Entries from an annotation dataset:
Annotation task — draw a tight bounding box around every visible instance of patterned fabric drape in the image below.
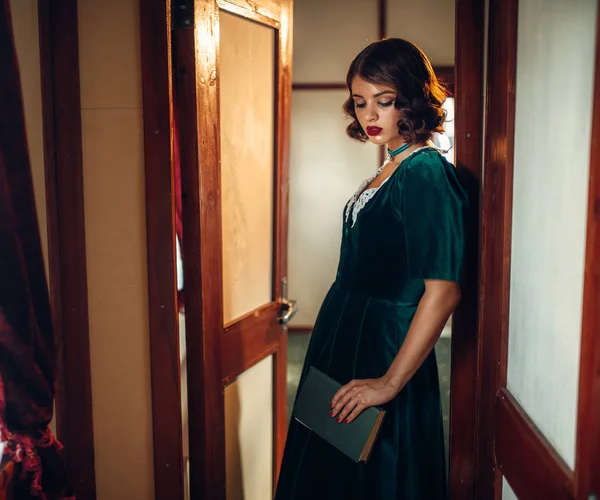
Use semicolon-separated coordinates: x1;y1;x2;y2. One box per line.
0;0;74;500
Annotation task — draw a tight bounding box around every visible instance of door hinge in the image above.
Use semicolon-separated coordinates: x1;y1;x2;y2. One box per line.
171;0;194;29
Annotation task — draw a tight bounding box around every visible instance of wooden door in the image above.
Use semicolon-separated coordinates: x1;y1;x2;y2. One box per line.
173;0;294;500
475;0;600;500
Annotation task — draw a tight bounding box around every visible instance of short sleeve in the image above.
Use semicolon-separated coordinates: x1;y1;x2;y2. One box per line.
402;154;467;282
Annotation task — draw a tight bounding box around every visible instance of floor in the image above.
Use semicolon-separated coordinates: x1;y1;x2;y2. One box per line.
287;333;450;462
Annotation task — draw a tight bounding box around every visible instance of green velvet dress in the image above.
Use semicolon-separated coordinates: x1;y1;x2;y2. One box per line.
275;147;467;500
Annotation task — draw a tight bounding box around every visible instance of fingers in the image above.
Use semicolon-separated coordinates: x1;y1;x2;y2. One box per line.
331;380;357;413
345;404;366;424
338;399;362;424
331;387;358;417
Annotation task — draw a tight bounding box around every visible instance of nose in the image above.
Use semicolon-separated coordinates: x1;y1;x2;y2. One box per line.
365;105;379;122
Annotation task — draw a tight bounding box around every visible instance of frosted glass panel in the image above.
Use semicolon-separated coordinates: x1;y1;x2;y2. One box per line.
508;0;597;467
502;477;518;500
288;91;379;325
225;356;273;500
220;14;275;323
293;0;377;83
387;0;455;66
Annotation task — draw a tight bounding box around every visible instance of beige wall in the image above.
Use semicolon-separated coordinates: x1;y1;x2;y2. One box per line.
78;0;154;500
288;0;454;326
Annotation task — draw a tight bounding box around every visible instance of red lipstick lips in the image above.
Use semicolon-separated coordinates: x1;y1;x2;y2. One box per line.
367;127;383;135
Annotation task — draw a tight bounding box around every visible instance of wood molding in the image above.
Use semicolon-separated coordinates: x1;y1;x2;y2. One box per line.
273;0;293;484
449;0;485;498
494;389;576;500
377;0;387;40
173;0;225;500
217;0;280;26
475;0;518;499
140;0;184;500
433;64;452;95
38;0;96;500
292;82;347;90
475;0;518;499
575;3;600;500
221;302;281;385
217;0;280;29
288;325;314;335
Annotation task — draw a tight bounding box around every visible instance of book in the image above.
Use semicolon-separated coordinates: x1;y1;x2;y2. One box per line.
292;366;385;463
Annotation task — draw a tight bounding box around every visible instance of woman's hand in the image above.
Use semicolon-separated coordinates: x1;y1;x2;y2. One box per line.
330;376;399;424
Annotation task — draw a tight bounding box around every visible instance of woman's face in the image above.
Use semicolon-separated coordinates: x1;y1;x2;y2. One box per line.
352;76;404;149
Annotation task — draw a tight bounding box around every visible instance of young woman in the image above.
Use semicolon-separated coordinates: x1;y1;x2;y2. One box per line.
275;39;467;500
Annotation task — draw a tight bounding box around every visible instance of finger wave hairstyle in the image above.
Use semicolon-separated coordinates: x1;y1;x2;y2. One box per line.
344;38;448;143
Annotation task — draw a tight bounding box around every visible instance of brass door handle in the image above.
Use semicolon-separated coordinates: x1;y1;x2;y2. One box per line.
277;299;298;325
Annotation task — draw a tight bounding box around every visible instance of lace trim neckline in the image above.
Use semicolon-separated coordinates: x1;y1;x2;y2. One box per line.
346;146;438;227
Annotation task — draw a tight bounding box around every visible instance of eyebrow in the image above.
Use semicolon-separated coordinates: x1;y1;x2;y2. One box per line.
352;90;396;99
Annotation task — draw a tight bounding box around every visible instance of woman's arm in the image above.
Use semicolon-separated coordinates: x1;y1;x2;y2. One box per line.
331;280;460;423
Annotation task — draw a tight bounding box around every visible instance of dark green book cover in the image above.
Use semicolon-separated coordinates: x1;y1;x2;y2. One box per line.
292;366;385;462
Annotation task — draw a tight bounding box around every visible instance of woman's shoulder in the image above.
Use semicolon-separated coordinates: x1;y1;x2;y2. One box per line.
404;147;466;203
405;146;454;175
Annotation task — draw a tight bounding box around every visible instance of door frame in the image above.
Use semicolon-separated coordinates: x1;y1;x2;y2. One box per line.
475;0;600;500
173;0;292;500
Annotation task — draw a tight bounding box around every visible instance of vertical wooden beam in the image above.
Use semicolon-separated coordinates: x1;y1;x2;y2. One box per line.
448;0;485;498
173;0;225;500
475;0;518;500
377;0;387;167
273;0;293;488
140;0;184;500
38;0;96;500
575;4;600;500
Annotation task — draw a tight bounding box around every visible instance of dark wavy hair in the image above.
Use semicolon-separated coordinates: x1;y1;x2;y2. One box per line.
344;38;448;143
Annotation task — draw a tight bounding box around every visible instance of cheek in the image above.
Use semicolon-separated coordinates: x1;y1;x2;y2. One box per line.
386;108;400;125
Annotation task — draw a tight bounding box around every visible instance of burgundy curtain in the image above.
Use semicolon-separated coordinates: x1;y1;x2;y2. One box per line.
0;0;73;500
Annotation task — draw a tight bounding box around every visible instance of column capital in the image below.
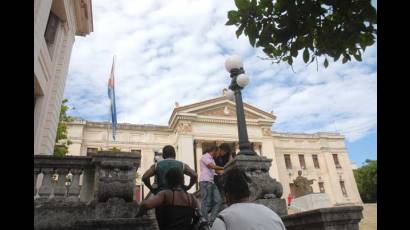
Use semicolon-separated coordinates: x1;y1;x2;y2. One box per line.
194;139;204;145
70;169;83;175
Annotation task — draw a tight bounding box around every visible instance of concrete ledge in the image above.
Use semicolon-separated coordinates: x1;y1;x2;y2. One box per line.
292;193;333;211
282;206;363;230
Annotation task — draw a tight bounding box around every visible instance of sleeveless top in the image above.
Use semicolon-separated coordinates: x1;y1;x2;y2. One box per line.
154;158;184;194
156;190;195;230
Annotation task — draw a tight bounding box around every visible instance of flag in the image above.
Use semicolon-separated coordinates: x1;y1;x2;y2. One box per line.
108;58;117;140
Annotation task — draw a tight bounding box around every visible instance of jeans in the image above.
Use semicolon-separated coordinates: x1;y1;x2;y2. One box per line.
199;181;222;223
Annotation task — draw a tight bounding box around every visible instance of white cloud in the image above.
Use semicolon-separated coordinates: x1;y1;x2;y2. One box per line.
65;0;377;141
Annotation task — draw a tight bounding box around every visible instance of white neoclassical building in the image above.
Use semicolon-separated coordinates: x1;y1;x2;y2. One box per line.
68;96;362;205
34;0;93;155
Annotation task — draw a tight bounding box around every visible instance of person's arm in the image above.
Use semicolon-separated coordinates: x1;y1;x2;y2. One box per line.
184;164;198;191
136;191;165;217
141;165;155;191
211;217;226;230
206;163;224;171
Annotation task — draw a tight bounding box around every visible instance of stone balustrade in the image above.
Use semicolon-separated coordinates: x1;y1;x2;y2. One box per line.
34;152;141;202
34;155;93;200
34;152;158;230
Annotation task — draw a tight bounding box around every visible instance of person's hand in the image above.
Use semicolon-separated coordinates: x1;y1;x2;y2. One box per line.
182;185;190;192
135;208;147;217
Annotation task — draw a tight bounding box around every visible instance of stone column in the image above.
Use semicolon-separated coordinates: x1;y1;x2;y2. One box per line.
235;142;239;154
195;140;204;179
54;168;68;198
68;169;83;200
80;168;97;202
225;155;288;216
253;142;262;156
177;134;195;192
38;168;54;198
34;168;41;196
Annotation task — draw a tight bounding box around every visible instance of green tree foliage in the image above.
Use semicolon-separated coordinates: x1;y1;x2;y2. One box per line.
54;99;74;156
226;0;377;67
109;147;121;152
353;160;377;203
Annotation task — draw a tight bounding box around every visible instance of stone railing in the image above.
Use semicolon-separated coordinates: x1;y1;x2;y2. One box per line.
34;152;141;202
34;152;158;230
34;155;93;200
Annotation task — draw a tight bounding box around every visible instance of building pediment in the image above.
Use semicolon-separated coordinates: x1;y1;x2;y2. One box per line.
169;96;276;128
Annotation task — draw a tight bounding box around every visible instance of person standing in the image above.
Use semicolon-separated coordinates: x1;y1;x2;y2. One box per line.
214;143;231;195
288;193;292;206
199;146;224;225
211;168;286;230
142;145;198;226
137;167;199;230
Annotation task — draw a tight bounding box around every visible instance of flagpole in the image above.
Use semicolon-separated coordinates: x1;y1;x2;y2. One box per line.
111;54;117;142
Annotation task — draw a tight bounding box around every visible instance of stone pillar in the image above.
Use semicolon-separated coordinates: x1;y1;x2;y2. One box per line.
80;168;96;202
177;134;195;192
38;168;54;198
54;168;68;198
92;151;141;202
195;140;204;179
225;155;288;216
68;169;82;200
235;142;239;154
34;168;41;196
253;142;262;156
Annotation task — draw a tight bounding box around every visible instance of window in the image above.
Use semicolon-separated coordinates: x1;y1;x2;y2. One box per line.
333;154;342;168
340;180;347;197
284;154;292;169
299;154;306;169
289;183;295;197
131;149;141;153
44;12;60;56
312;154;320;169
319;182;325;193
87;148;98;155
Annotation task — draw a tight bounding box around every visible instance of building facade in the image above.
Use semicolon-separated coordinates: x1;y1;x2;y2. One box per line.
68;96;362;205
34;0;93;155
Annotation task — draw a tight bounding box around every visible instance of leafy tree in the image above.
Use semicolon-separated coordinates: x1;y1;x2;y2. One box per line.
353;160;377;203
109;147;121;152
226;0;377;67
54;99;74;156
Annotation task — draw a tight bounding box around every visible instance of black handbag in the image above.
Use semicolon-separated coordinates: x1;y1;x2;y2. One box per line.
192;208;210;230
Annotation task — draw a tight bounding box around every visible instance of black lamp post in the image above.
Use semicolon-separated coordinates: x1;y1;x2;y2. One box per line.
225;56;256;155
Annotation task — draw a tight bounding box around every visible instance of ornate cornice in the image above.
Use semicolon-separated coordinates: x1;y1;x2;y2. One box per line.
272;132;345;139
275;146;347;153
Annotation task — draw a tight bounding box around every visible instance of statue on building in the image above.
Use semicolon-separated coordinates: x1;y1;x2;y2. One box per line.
293;170;314;198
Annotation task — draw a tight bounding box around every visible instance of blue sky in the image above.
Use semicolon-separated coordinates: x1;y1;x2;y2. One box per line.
65;0;377;165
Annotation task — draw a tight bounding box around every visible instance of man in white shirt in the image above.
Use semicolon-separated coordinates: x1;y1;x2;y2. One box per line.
212;168;286;230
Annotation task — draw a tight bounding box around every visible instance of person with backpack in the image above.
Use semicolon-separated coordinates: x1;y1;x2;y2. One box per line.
137;167;203;230
211;168;286;230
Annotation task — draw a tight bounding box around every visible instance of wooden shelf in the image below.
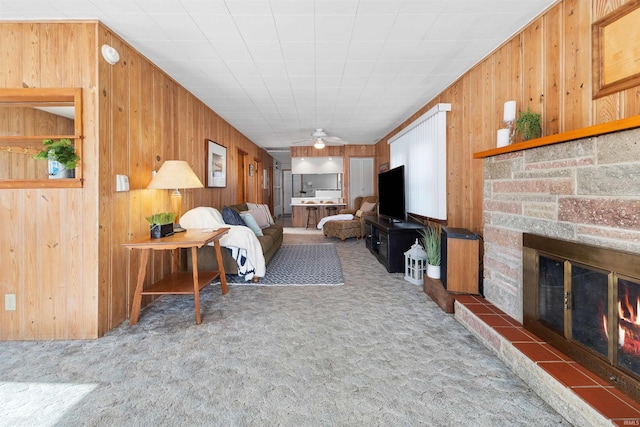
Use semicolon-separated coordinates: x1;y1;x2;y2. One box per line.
141;271;219;295
473;116;640;159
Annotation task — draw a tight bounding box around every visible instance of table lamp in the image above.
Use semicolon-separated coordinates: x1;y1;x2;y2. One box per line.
147;160;204;233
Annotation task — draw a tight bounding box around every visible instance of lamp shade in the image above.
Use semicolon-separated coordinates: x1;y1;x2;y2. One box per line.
147;160;204;190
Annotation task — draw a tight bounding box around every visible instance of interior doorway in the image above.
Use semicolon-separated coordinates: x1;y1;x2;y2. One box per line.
236;150;247;203
282;169;293;216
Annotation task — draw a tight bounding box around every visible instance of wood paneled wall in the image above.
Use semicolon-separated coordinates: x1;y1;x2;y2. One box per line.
376;0;640;233
0;22;273;340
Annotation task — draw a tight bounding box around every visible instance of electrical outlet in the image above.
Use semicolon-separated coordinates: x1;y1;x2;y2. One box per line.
4;294;16;311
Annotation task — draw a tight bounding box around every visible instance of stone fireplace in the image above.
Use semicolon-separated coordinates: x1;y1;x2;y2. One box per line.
483;129;640;322
476;124;640;423
523;233;640;399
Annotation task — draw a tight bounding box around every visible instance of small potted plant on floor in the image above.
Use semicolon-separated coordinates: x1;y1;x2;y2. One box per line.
34;138;80;178
420;227;441;279
146;212;176;239
516;107;542;141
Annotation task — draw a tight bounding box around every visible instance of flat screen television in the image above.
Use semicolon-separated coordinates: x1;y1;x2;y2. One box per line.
378;166;405;221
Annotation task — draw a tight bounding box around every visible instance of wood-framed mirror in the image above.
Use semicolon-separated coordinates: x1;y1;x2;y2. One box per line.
0;88;83;188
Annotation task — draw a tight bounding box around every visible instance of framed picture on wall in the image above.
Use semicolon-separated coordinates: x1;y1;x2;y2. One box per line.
591;1;640;99
206;139;227;187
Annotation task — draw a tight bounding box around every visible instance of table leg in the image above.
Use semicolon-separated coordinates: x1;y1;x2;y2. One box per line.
213;239;229;295
129;249;151;326
191;246;202;325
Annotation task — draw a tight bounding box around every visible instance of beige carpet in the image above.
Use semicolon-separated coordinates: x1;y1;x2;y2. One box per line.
0;234;567;426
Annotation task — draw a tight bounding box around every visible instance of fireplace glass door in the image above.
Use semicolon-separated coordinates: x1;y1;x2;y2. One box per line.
568;264;609;357
523;233;640;398
617;277;640;376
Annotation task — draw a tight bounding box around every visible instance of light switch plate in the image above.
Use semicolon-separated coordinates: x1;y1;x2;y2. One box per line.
116;175;129;191
4;294;16;311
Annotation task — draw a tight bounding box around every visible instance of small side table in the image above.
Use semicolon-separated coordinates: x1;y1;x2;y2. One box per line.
122;228;229;325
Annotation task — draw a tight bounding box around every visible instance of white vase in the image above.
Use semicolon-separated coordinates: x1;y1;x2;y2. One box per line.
427;264;440;279
49;159;75;179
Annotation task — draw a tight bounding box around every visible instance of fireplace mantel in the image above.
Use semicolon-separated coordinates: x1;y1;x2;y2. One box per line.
473;116;640;159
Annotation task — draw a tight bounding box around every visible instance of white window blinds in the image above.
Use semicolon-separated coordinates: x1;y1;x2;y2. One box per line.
389;104;451;220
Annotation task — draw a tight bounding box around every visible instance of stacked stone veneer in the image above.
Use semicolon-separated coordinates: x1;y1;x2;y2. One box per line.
483;129;640;321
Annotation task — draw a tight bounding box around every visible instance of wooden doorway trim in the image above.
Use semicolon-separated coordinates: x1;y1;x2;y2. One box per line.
236;149;248;203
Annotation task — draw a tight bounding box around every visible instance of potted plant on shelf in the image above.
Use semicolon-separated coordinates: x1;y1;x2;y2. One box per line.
515;107;542;141
33;138;80;178
146;212;176;239
420;227;441;279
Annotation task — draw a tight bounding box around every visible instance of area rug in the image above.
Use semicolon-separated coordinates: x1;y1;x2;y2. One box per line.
283;227;322;234
227;243;344;286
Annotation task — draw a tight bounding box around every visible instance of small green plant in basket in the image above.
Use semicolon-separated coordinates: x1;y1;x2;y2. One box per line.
146;212;176;239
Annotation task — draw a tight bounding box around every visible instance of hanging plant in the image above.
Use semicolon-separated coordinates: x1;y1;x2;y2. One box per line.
516;107;542;141
33;138;80;170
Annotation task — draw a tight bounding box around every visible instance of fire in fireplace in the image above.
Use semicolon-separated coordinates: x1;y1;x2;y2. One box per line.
523;233;640;398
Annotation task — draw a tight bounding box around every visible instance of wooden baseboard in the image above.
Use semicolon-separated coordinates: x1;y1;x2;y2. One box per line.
422;276;454;313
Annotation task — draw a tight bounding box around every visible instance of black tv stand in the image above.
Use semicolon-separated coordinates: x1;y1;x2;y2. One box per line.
364;216;424;273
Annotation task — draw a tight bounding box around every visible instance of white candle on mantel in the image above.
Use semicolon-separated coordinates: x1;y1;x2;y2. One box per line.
498;129;509;148
502;101;516;122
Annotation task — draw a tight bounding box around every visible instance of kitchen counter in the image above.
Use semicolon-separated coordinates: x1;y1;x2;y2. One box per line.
291;200;346;209
291;199;346;227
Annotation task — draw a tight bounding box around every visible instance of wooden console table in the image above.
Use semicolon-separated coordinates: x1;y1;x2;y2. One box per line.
122;228;229;325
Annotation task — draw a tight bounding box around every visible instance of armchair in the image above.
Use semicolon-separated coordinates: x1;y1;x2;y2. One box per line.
322;196;378;242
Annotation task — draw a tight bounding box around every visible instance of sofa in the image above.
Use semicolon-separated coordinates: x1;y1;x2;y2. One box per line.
322;196;378;242
181;203;283;274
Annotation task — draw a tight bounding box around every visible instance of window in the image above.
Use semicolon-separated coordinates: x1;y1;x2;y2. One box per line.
389;104;451;220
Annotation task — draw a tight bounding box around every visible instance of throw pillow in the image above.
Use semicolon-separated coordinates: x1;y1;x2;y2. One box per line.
240;212;264;237
222;206;245;225
247;203;276;225
360;202;376;212
246;209;271;228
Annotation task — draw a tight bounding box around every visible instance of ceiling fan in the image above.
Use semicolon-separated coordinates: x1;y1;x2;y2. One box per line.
291;128;348;150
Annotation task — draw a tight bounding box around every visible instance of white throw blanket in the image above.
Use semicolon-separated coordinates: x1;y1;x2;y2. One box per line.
180;206;267;280
318;214;353;230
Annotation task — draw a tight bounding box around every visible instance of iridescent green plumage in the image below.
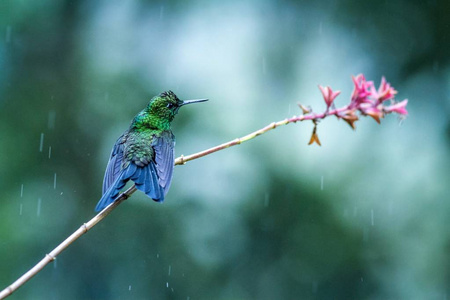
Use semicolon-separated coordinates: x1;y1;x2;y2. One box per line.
96;91;207;211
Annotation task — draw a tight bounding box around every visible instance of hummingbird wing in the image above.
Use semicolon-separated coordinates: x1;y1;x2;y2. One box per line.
95;131;175;211
152;131;175;194
102;134;126;194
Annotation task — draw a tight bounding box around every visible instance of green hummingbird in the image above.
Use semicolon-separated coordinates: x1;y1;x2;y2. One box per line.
95;91;208;212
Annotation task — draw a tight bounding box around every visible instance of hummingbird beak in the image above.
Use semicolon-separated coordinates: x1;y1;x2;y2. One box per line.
180;99;208;106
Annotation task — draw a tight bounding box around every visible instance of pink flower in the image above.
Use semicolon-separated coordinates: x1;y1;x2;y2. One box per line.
384;99;408;116
360;105;384;124
351;74;373;107
371;76;397;104
319;85;341;108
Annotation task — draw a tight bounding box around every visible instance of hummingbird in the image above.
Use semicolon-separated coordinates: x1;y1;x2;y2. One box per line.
95;91;208;212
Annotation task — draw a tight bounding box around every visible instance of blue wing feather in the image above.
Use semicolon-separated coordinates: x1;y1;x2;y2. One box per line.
95;131;175;212
153;131;175;194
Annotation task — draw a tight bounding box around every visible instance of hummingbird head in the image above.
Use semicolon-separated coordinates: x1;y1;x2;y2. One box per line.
132;91;208;130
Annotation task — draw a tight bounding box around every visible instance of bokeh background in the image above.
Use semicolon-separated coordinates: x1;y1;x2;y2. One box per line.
0;0;450;299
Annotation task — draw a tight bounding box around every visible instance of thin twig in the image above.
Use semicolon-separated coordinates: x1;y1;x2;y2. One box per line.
0;85;407;299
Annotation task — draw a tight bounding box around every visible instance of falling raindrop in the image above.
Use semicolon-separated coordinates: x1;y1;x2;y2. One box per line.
39;132;44;152
159;5;164;20
36;198;42;217
47;110;56;129
5;25;12;43
262;57;267;75
264;192;270;207
363;228;369;243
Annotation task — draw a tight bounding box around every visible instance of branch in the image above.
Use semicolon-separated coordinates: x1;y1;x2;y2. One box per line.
0;75;408;299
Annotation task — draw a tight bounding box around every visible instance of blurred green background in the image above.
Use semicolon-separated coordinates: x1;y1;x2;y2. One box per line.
0;0;450;299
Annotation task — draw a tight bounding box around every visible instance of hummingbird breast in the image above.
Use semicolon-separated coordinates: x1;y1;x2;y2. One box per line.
122;130;156;169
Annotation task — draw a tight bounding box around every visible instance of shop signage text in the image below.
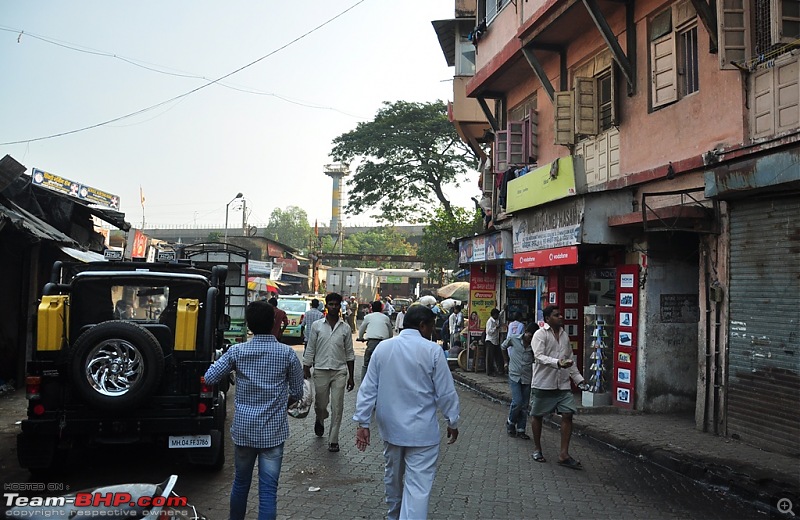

### Direction
Pull out every line of the material above that contains the string "dark" and copy each one in full. Matching is case-sensitive.

### Correct output
Annotation task — draw a tight bounding box around every visible instance of dark green book cover in the image above.
Annotation task — draw a tight bounding box around every visible instance of dark wavy hair in the image above.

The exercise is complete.